Tarefas:
a: Resuma em duas frases o texto sobre os primeiros anos da Portela.
b: Dê continuidade ao texto sobre os primeiros anos da Portela a partir da última frase.

Trecho do documento:
Segundo Amaury Jório e Hiram Araújo, em “Escola de samba: vida, paixão e sorte”, os sambistas que fundaram a Deixa Falar – considerada por unanimidade, inclusive pelo pessoal da Portela, a primeira escola de samba do Brasil – queriam organizar um bloco pacífico, sem brigas ou arruaças como era característica dos blocos de então. Assim sendo, inspiraram-se no bloco formado pelo pessoal do “Oswaldo Cruz”, que brincava o carnaval com paz e alegria, tendo em Paulo uma liderança incontestável. Por meio disso, podemos concluir que a Portela não foi a primeira escola de samba, foi mais do que isso; serviu de fonte de inspiração para a primeira escola, exemplo para a Deixa Falar, que faria escola inclusive na própria Portela.

No final da década de 20, o grupo receberia um grande reforço de fora: Heitor dos Prazeres, amigo do presidente Paulo Benjamim de Oliveira. Com um samba do próprio Heitor, o “Conjunto Carnavalesco de Oswaldo Cruz” se sagraria vencedor da primeira disputa entre os principais redutos de samba, ocorrida em 20 de janeiro de 1929. Estiveram presentes sambistas de Oswaldo Cruz, Mangueira e Estácio.

A vitória trouxe, além de uma grande felicidade, muitos problemas para o conjunto carnavalesco. Heitor dos Prazeres, um “estrangeiro”, ganhou mais prestígio dentro do grupo. Tanto que por sugestão sua o bloco passou a se chamar “Quem nos faz é o capricho” e ganhou sua primeira bandeira, também idealizada por Heitor, já para o carnaval de 1929. Todas as modificações de Heitor tiveram total consentimento de Paulo, uma vez que, devido a sua crescente fama no centro da cidade, Heitor dos Prazeres ajudava a divulgar o nome da escola.

Em 1930, já com Heitor dos Prazeres afastado devido a um desentendimento com Manuel Bam-Bam-Bam e Antônio Rufino, o grupo desfilou pelas ruas do subúrbio e da Praça XI. Em 1931, a escola superou uma série de dificuldades para poder desfilar. Isto fez com que os sambistas da estrada do Portela mudassem o nome do bloco para “Vai Como Pode”. Com esse nome, a futura Portela começou a aparecer nos poucos jornais que cobriam os primeiros desfiles de escolas de samba, fato este que faz com que, de todos os nomes anteriores da Portela, esse seja o mais lembrado.

Trechos de dados:
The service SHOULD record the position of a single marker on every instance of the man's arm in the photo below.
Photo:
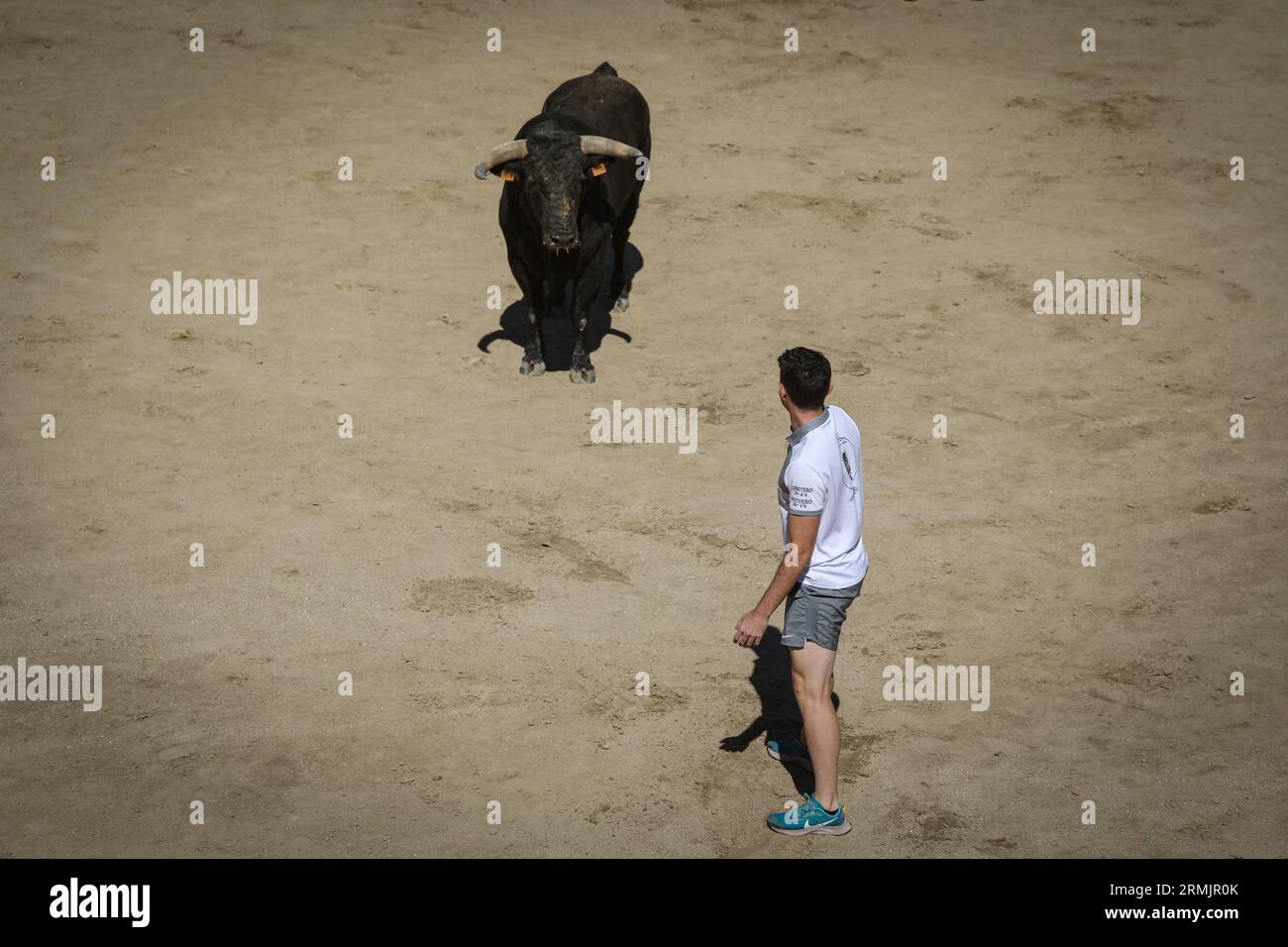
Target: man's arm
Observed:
(802, 534)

Respostas:
a: O bloco de Oswaldo Cruz, liderado por Paulo, serviu de inspiração para a Deixa Falar, considerada a primeira escola de samba do Brasil. Com Heitor dos Prazeres, o grupo venceu a disputa de 20 de janeiro de 1929 e mudou de nome mais de uma vez, até adotar em 1931 o nome "Vai Como Pode", com o qual começou a aparecer nos jornais.

b:
Também em 1931, Antônio Caetano desenharia a primeira bandeira da escola. Segundo depoimento para as autoras Lygia Santos e Marília T. Barboza da Silva, em “Paulo da Portela: traço de união entre duas culturas”, Caetano, desenhista da Marinha, declarou ter pensado no sol nascente e no valente povo da ilha japonesa. Instituiu as cores azul e branco em homenagem ao manto de Nossa Senhora da Conceição, padroeira da escola desde a fundação, e como símbolo a Águia, por ser a ave que voa mais alto. Para Candeia, Caetano teria desenhado na verdade um Condor, ciente de ser esta na verdade a ave que alça vôos mais altos na natureza. Provavelmente, todos interpretaram o símbolo como uma águia, fazendo com que Caetano não tivesse outra saída senão a de concordar com que a Águia “assumisse o posto” de símbolo máximo do grupo. Surgia assim o símbolo mais importante e aguardado do carnaval carioca.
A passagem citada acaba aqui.